Hal yang sama terjadi pada Kusrin, warga Karanganyar Jawa Tengah tamatan Sekolah Dasar (SD) yang menemukan dan memproduksi teknologi pembuatan TV berbasis industri rumahan. Pada 11 Januari 2016, ratusan televisi yang diproduksi oleh Kusrin dimusnahkan oleh  Kejaksaan Negeri Karanganyar.  Hasil jerih payah Kusrin ludes tak berbekas karena industri kecil dan menengah (IKM) miliknya, yakni UD Haris Elektronika, belum mengantongi sertifikat SNI dan pendaftaran produk.
Kusrin mengatakan, masyarakat awam sepertinya tak mudah mendapatkan izin produksi sesuai SNI. Dia mengaku, membutuhkan waktu sekitar tujuh bulan untuk mengurus SNI dan mendaftarkan tiga merek televisi miliknya. Untuk mendapatkan sertifikat SNI, dibutuhkan biaya sekitar Rp 20 juta, sedangkan pendaftaran untuk satu merek, Kusrin harus merogoh kocek sebesar Rp 5 juta. Sejauh ini, Kusni memiliki tiga merek televisi, yakni Veloz, Zener, dan Maxreen dengan ukuran 14 sampai 17 inci (Republika 19/1/206).
Pria asal Karanganyar tersebut mulai merakit televisi secara otodidak dengan membuka servis elektronik keliling dan belajar dari seorang teman selama beberapa tahun. Setelah memiliki bekal yang cukup, Kusrin membuka usaha reparasi sendiri di Karanganyar dengan nama UD Haris Elektronika. Kusrin merakit televisi sendiri dengan menggunakan monitor bekas komputer. Namun, dia menggunakan komponen dan casing untuk televisi rakitannya dalam kondisi baru. Kusrin mengaku, mendapatkan bahan-bahan itu dari suplier dan merakitnya sendiri.  Sejauh ini, produk televisi buatannya dipasarkan di sekitar wilayah Karisidenan Solo (Republika, 19/01/2016)
Namun, alih-alih mendapatkan penghargaan atas kreativitas dan inovasi-nya, Kusrin divonis Majelis Hakim Pengadilan Negeri (PN) Karanganyar, hukuman enam bulan penjara dengan masa percobaan satu tahun, serta hukuman denda Rp 2,5 juta. Terhukum dinyatakan bersalah, karena terbukti melanggar Pasal 120 ayat 1 UU Republik Indonesia Nomor 3 tahun 2014, tentang Perindustrian (Republika, 18/01/2016)

---*---

● **Tugas yang Dikerjakan**:
**A)** Ubah paragraf dalam teks tentang Kusrin yang diawali "Pria asal Karanganyar tersebut" menjadi daftar singkat yang memuat fakta-fakta utamanya.
**B)** Jawab pertanyaan berikut berdasarkan teks tentang Kusrin:
(i) Pada tanggal berapa ratusan televisi produksi Kusrin dimusnahkan?
(ii) Berapa kira-kira biaya untuk mendapatkan sertifikat SNI?
(iii) Berapa besar denda yang dijatuhkan kepada Kusrin?
**C)** Salin persis bagian teks tentang Kusrin, mulai dari "Pria asal Karanganyar" dan berakhir pada "Solo (Republika, 19/01/2016)".

● **Data yang Diberikan**:
---*---

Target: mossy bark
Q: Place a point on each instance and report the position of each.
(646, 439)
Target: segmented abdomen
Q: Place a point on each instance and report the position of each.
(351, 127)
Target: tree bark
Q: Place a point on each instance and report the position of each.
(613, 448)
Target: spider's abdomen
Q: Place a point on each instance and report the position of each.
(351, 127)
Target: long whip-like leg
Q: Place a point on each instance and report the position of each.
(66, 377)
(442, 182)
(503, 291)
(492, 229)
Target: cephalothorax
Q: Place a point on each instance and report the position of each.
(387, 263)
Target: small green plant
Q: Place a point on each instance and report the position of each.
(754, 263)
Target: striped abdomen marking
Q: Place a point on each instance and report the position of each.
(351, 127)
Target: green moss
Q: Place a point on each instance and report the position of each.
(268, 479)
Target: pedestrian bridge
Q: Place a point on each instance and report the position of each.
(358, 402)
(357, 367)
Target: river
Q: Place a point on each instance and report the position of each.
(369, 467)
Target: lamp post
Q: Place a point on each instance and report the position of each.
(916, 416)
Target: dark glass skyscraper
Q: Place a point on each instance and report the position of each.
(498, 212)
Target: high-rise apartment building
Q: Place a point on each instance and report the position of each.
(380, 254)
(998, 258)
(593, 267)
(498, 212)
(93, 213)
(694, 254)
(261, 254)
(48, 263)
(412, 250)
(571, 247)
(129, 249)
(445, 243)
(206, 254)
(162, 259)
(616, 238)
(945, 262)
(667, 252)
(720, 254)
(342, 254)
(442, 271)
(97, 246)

---*---

● **Hasil per Tugas**:
**A)**
- Kusrin belajar merakit televisi secara otodidak. Ia membuka servis elektronik keliling dan belajar dari seorang teman selama beberapa tahun.
- Setelah bekalnya cukup, ia membuka usaha reparasi sendiri di Karanganyar bernama UD Haris Elektronika.
- Televisi rakitannya memakai monitor bekas komputer, tetapi komponen dan casing-nya dalam kondisi baru.
- Bahan-bahannya ia dapatkan dari suplier, lalu ia rakit sendiri.
- Produknya dipasarkan di sekitar wilayah Karisidenan Solo.

**B)**
(i) 11 Januari 2016
(ii) Sekitar Rp 20 juta
(iii) Rp 2,5 juta

**C)**
Pria asal Karanganyar tersebut mulai merakit televisi secara otodidak dengan membuka servis elektronik keliling dan belajar dari seorang teman selama beberapa tahun. Setelah memiliki bekal yang cukup, Kusrin membuka usaha reparasi sendiri di Karanganyar dengan nama UD Haris Elektronika. Kusrin merakit televisi sendiri dengan menggunakan monitor bekas komputer. Namun, dia menggunakan komponen dan casing untuk televisi rakitannya dalam kondisi baru. Kusrin mengaku, mendapatkan bahan-bahan itu dari suplier dan merakitnya sendiri.  Sejauh ini, produk televisi buatannya dipasarkan di sekitar wilayah Karisidenan Solo (Republika, 19/01/2016)